=== What needs to be done ===
In the article below about the Campbell brothers, write out word for word everything from "He, too, could" down to "prison, near Evesham.".

Source text Start Marker

Even though Brian’s brain operation came just three months after Mickey Virtue left Ali’s band, the Moseley-based star says he still hasn’t heard from the keyboard player either, even though he’s effectively now a neutral figure no longer associated with either band.

“Mickey was always the quiet one, very happy with his own company,” says Brian.

“Mickey married ‘well’ so I presume he has money because he didn’t have it taken off him like I did thanks to our “joint and several” agreement.

“This means that if several of you have debts and you’re the most solvent then you have to cover their debts.”

Family values

As the sons of folk star Ian Campbell, the four siblings David, Robin, Duncan and Ali had a head start in terms of understanding the importance of music to peope’s lives.

When Ian died on November 24, 2012, he was survived by the boys’ mother Pat, who used to run the Brook Advisory Clinic.

She’s now in her mid 80s and, for her sake, you might think Robin and Ali would make up – not least because Ali missed his father’s funeral.

But Ali’s latest outburst after Duncan’s hospitalisation suggests that’s unlikely.

While Ali and Robin had appeared at Waterstones together in 2005 to promote the publication of an autobiography called Blood & Fire (which Brian calls ‘unreliable’), by 2016 Ali was even attacking his own father during our Hotel du Vin interview.

Ian Campbell was a Communist and pioneering singer who recorded the first live folk EP called Ceilidh at The Crown on Station Street – the place where Black Sabbath (then called Earth) later played their first gig in 1968 en route to becoming world famous pioneers of heavy metal.

“Dad made a complete fool of himself,” Ali told me in 2016. “Just before he died, he received a lifetime achievement award from the folk institute.

“At his acceptance speech he said he had two sons who’d formed a reggae band and their first record had eclipsed his 19-year career.

“All along, I had been saying he was a bitter and twisted individual.”

The eldest brother

The fourth brother, and the only one still living in Balsall Heath, is David Campbell, himself a father-of-six.

He, too, could have been the band’s lead singer, except that when they were being formed he was in prison for a terrifying gunpoint raid on a bookies.

Instead of leading the band, the oldest brother watched his sbilings’ debut Top Of The Pops performance on a TV in tough Long Lartin prison, near Evesham.

In an exclusive interview in 2016, David told me: “Until this point I could have been characterised as the problem child,” he admits.

“But (unlike Ali) I didn’t fall out with my family. I just did a stupid thing.”

At the end of 1981, David was invited to replace the departed Simon Woods and become UB40’s second manager.

His three-year spell in the role was “twice as long as I enjoyed it.”

David added: “I would love to sing with all of my brothers although not as UB40.

“I’m a folk singer, not reggae.

“We were really close once. My dominant feeling is sorrow, not anger.

Source text End Marker
The data Start Marker

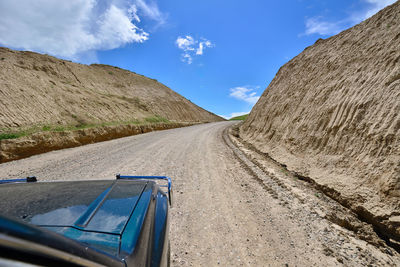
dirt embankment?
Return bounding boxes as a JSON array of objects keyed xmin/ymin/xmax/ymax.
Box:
[
  {"xmin": 240, "ymin": 1, "xmax": 400, "ymax": 248},
  {"xmin": 0, "ymin": 47, "xmax": 223, "ymax": 163},
  {"xmin": 0, "ymin": 48, "xmax": 223, "ymax": 129},
  {"xmin": 0, "ymin": 122, "xmax": 195, "ymax": 163}
]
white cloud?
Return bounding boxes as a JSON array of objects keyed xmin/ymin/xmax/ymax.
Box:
[
  {"xmin": 0, "ymin": 0, "xmax": 162, "ymax": 60},
  {"xmin": 306, "ymin": 17, "xmax": 345, "ymax": 35},
  {"xmin": 175, "ymin": 35, "xmax": 214, "ymax": 64},
  {"xmin": 196, "ymin": 40, "xmax": 213, "ymax": 55},
  {"xmin": 305, "ymin": 0, "xmax": 396, "ymax": 36},
  {"xmin": 229, "ymin": 86, "xmax": 260, "ymax": 105}
]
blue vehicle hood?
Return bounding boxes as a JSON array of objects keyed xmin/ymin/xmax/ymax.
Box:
[{"xmin": 0, "ymin": 180, "xmax": 151, "ymax": 255}]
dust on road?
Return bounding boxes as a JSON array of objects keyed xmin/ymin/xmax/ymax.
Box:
[{"xmin": 0, "ymin": 122, "xmax": 400, "ymax": 266}]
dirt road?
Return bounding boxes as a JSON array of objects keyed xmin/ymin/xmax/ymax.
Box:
[{"xmin": 0, "ymin": 122, "xmax": 400, "ymax": 266}]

The data End Marker

=== Response box ===
He, too, could have been the band’s lead singer, except that when they were being formed he was in prison for a terrifying gunpoint raid on a bookies.

Instead of leading the band, the oldest brother watched his sbilings’ debut Top Of The Pops performance on a TV in tough Long Lartin prison, near Evesham.